# DIRECTIONS FOR THIS TASK:
Substitute "window decal" for "windshield sticker" in the items from the line with "of the dealership" to the line with "529 113 562 163", and give those lines again with nothing else changed.
╭──
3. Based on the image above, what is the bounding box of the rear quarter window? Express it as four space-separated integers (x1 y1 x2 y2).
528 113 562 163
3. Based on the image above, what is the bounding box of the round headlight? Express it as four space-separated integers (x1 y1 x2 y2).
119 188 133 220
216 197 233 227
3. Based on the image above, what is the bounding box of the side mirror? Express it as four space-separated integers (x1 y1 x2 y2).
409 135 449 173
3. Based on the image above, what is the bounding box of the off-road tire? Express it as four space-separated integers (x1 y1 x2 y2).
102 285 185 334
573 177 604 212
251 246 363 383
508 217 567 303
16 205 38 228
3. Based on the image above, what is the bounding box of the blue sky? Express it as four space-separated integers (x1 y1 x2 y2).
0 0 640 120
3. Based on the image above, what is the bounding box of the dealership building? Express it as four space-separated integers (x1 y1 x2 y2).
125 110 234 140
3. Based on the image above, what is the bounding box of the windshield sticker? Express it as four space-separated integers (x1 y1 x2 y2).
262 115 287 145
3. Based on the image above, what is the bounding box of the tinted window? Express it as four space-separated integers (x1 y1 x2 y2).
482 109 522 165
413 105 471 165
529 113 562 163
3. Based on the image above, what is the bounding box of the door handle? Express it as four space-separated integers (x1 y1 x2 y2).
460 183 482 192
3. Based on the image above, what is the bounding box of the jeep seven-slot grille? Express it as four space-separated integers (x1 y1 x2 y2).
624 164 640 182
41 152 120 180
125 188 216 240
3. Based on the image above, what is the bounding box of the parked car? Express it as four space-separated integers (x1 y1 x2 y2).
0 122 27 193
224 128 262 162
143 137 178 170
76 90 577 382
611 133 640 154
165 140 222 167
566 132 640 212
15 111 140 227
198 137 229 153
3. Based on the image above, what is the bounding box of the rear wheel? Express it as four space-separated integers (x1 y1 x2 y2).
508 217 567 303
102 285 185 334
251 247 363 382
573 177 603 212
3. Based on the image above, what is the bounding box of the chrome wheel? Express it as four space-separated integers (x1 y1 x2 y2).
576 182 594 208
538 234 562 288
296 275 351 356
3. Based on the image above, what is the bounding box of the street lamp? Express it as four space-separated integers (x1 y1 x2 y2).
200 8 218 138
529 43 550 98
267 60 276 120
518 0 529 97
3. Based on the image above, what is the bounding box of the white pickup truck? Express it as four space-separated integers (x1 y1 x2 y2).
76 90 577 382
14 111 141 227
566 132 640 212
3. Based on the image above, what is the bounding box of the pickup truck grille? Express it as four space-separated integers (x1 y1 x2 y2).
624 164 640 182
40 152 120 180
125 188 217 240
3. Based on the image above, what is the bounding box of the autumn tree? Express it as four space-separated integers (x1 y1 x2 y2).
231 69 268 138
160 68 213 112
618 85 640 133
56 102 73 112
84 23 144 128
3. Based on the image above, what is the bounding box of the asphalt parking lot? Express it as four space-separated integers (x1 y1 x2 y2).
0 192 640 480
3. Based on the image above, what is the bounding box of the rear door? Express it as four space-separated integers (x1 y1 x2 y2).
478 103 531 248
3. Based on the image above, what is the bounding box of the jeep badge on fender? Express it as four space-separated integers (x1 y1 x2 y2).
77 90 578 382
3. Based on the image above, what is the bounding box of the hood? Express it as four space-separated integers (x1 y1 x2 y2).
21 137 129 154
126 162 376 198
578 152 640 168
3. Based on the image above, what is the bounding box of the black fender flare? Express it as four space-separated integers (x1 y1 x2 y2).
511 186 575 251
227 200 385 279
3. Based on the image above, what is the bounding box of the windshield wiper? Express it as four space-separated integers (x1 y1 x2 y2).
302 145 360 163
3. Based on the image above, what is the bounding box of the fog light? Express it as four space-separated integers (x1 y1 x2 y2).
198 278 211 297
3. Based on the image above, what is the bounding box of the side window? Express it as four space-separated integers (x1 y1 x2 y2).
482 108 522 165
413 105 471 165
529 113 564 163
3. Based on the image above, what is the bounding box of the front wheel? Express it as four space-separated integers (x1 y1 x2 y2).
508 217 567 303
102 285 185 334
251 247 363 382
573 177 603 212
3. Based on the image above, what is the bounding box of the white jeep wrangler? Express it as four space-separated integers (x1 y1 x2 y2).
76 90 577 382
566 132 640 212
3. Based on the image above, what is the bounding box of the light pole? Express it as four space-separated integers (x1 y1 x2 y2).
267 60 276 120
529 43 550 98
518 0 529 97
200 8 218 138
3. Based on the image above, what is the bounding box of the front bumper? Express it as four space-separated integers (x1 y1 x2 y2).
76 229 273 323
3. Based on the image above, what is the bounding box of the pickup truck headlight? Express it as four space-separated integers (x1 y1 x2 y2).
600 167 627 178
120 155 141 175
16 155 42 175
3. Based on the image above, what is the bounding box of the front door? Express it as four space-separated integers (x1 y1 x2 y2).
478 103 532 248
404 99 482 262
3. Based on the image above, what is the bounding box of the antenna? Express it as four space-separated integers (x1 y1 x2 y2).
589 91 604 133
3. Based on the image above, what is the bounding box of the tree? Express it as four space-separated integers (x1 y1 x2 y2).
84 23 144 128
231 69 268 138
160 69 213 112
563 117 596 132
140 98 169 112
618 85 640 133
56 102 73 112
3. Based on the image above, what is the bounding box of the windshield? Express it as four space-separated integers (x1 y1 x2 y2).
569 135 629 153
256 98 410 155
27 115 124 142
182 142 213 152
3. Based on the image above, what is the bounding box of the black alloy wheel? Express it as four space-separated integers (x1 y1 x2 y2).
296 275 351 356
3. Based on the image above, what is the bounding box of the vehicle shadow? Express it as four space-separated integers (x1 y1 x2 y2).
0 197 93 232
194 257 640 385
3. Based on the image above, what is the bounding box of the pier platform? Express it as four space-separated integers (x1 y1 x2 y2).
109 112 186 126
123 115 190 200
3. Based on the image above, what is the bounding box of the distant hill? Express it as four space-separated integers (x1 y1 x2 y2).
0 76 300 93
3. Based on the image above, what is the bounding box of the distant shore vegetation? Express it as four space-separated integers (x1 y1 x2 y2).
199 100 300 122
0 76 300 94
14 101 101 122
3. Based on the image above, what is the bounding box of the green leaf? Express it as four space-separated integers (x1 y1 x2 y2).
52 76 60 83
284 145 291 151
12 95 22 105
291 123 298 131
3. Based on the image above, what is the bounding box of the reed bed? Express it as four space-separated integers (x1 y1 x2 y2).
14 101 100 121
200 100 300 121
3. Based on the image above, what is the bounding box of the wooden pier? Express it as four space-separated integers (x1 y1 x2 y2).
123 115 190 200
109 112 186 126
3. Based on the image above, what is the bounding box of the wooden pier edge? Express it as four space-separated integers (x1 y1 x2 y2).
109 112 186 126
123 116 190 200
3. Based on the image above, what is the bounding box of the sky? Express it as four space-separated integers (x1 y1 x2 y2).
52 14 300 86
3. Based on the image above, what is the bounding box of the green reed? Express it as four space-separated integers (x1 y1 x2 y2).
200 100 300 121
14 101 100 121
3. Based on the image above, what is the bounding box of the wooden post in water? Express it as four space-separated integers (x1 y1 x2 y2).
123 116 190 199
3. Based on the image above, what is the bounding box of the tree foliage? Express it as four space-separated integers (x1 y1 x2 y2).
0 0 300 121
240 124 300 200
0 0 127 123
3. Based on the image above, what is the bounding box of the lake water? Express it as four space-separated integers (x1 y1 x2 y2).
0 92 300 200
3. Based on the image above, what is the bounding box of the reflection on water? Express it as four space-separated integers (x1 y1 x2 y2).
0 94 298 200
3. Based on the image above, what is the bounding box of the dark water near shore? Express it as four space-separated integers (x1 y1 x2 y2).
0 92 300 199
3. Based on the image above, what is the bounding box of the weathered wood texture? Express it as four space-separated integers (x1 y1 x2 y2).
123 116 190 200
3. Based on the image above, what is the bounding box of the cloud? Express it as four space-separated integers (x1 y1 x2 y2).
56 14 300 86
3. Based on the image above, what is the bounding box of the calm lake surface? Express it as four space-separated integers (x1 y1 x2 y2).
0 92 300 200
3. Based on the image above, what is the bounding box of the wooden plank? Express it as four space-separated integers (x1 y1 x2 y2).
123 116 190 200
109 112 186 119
╰──
# EXPECTED ANSWER:
3. Based on the image above, what is the bounding box of the dealership building? Express it as four space-separated integers (x1 y1 x2 y2).
125 110 234 140
3. Based on the image above, what is the bounding box of the window decal? Express it as four space-separated integers (x1 y1 x2 y2).
262 115 287 145
3. Based on the image above, what is the bounding box of the tinted window? Express it as four space-separated integers (x1 y1 x2 y2).
482 109 522 165
413 105 471 165
529 113 562 163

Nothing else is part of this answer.